┌─ Exercise material
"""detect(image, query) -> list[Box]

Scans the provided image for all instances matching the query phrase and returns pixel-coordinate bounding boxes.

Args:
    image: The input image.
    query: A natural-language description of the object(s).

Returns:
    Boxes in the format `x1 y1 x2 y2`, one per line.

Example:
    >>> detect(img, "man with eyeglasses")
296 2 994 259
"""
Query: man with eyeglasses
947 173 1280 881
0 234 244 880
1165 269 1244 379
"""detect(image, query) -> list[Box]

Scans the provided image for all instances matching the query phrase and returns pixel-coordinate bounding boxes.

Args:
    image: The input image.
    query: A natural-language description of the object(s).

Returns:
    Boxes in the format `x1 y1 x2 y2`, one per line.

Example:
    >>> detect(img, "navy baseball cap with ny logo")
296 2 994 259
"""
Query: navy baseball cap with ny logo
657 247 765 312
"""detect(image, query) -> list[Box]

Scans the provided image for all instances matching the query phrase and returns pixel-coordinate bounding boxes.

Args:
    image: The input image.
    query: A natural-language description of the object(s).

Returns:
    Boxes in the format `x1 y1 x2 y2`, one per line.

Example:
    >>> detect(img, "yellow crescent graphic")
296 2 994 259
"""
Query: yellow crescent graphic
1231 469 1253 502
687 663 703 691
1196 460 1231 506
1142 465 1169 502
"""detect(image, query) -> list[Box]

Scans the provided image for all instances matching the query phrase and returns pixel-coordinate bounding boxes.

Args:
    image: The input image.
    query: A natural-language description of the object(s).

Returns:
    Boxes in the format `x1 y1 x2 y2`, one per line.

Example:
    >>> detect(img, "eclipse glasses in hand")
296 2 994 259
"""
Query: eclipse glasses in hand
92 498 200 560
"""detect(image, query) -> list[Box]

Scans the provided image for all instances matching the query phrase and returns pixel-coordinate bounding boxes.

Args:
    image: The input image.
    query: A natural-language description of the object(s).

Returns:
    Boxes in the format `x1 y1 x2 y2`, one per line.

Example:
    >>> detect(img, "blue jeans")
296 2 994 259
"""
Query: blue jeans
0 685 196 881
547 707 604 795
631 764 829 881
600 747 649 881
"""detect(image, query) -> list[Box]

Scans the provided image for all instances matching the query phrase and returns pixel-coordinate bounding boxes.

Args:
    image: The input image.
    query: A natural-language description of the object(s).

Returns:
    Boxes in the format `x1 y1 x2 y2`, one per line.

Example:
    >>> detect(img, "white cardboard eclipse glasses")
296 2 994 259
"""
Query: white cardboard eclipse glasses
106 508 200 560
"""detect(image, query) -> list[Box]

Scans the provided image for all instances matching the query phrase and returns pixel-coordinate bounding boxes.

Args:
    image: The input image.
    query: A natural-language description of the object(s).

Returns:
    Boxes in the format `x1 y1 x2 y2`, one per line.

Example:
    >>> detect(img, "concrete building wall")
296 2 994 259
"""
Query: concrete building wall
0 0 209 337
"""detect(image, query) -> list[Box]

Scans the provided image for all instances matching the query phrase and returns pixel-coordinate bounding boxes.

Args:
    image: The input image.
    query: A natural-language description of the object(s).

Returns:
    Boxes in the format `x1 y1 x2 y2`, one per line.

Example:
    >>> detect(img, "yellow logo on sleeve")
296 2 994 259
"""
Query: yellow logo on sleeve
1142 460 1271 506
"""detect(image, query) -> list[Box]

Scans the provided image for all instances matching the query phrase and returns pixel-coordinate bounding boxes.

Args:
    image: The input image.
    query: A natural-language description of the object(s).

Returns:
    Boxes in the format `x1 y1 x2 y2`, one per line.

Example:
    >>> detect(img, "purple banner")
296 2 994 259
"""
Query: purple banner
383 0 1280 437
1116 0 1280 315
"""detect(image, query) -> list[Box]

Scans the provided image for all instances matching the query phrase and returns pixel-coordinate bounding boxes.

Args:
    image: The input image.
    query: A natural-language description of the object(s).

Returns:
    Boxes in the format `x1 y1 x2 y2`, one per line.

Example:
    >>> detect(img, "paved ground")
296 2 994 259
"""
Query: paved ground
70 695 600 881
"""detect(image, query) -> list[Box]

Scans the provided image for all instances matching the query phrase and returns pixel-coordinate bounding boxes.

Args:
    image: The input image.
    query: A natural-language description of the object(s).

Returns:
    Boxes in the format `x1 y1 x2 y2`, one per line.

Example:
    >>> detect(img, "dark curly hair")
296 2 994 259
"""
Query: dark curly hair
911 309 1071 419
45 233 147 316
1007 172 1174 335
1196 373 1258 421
└─
┌─ Exercise material
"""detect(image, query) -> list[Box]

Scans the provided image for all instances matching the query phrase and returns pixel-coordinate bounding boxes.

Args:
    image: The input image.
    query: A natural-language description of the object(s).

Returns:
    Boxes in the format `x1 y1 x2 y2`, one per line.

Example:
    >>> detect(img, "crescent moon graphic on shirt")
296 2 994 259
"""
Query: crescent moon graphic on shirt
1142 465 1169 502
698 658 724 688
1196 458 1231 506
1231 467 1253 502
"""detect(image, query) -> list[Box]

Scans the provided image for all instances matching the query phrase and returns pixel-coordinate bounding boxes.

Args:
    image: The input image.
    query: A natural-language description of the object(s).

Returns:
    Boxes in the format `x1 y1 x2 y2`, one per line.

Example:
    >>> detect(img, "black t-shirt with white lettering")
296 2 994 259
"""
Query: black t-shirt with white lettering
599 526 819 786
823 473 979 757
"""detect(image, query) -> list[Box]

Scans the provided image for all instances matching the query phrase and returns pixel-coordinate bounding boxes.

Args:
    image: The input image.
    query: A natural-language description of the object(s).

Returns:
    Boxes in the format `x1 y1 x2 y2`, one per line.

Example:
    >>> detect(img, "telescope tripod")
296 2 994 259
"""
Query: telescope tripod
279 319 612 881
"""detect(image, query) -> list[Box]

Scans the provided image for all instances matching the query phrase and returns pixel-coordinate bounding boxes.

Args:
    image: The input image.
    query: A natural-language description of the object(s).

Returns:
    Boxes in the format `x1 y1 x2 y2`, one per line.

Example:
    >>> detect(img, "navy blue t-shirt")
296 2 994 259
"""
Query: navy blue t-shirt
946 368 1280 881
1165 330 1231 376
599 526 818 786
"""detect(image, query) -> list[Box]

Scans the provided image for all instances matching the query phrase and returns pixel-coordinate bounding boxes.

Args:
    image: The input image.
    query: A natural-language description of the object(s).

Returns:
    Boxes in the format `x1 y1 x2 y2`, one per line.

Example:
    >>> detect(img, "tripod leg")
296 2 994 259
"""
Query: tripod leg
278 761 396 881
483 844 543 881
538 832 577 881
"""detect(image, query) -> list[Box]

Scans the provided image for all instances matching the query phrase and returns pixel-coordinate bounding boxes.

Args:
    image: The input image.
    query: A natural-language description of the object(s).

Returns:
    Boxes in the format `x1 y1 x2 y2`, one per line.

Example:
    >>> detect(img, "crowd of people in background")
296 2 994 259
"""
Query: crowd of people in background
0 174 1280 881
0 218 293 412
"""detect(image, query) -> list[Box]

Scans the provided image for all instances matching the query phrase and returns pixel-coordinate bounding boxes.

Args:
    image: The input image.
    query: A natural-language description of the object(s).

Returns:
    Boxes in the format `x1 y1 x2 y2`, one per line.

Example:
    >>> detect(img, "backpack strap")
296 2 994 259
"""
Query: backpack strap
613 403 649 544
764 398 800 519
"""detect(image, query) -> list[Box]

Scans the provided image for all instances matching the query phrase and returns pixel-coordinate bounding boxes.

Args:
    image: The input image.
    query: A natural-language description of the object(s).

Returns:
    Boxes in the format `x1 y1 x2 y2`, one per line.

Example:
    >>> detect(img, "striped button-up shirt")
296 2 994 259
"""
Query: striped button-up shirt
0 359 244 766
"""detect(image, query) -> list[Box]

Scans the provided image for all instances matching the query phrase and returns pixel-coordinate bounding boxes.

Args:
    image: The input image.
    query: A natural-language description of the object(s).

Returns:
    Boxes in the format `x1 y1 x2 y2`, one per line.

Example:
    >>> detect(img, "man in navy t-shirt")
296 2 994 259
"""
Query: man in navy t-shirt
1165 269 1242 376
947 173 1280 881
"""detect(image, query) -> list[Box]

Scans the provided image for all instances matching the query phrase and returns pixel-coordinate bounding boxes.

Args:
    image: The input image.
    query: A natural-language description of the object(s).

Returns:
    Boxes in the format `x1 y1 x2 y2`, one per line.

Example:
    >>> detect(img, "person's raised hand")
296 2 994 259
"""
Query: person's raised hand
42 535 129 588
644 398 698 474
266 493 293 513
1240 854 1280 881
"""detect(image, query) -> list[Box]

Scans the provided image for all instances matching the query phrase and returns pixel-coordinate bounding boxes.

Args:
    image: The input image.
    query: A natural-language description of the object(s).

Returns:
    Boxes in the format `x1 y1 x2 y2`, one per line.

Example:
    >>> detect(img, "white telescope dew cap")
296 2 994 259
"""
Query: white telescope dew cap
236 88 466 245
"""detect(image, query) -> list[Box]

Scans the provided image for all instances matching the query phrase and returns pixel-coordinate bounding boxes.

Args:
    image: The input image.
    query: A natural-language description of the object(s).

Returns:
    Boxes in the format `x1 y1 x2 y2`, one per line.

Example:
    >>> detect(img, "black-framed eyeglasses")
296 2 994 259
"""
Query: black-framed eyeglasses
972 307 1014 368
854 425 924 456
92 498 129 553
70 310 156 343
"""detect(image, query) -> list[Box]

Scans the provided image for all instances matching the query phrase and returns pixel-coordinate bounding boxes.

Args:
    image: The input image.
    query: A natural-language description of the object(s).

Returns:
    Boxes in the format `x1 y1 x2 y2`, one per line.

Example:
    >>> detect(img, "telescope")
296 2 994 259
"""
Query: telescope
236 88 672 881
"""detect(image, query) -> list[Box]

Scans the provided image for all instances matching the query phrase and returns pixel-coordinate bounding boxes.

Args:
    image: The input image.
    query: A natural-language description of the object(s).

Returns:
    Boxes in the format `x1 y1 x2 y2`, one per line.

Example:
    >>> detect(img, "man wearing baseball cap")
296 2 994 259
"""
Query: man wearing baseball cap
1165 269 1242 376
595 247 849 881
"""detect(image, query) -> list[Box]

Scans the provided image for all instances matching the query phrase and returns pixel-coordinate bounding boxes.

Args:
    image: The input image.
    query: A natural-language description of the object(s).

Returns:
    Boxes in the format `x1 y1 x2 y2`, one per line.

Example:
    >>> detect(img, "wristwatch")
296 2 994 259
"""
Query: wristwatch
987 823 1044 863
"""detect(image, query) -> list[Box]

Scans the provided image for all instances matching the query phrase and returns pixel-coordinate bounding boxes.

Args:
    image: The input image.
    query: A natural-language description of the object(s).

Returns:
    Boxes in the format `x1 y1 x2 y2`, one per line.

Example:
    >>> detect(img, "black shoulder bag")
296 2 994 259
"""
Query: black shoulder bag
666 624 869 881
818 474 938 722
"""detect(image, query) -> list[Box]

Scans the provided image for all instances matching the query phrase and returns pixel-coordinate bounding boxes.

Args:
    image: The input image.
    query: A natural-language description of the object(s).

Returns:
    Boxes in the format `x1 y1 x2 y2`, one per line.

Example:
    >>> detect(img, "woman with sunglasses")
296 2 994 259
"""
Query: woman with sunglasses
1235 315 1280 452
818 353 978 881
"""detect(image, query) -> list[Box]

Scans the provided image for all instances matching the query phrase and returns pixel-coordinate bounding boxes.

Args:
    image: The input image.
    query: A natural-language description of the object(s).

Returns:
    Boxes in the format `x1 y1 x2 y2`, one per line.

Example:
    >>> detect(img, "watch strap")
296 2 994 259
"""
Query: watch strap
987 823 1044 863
└─
• Task description
Report every line in the two blocks of listing above that contains the word "backpack", copying each such line in full.

• Output
    >>> detect(img, "backpack strap")
Query: backpack strap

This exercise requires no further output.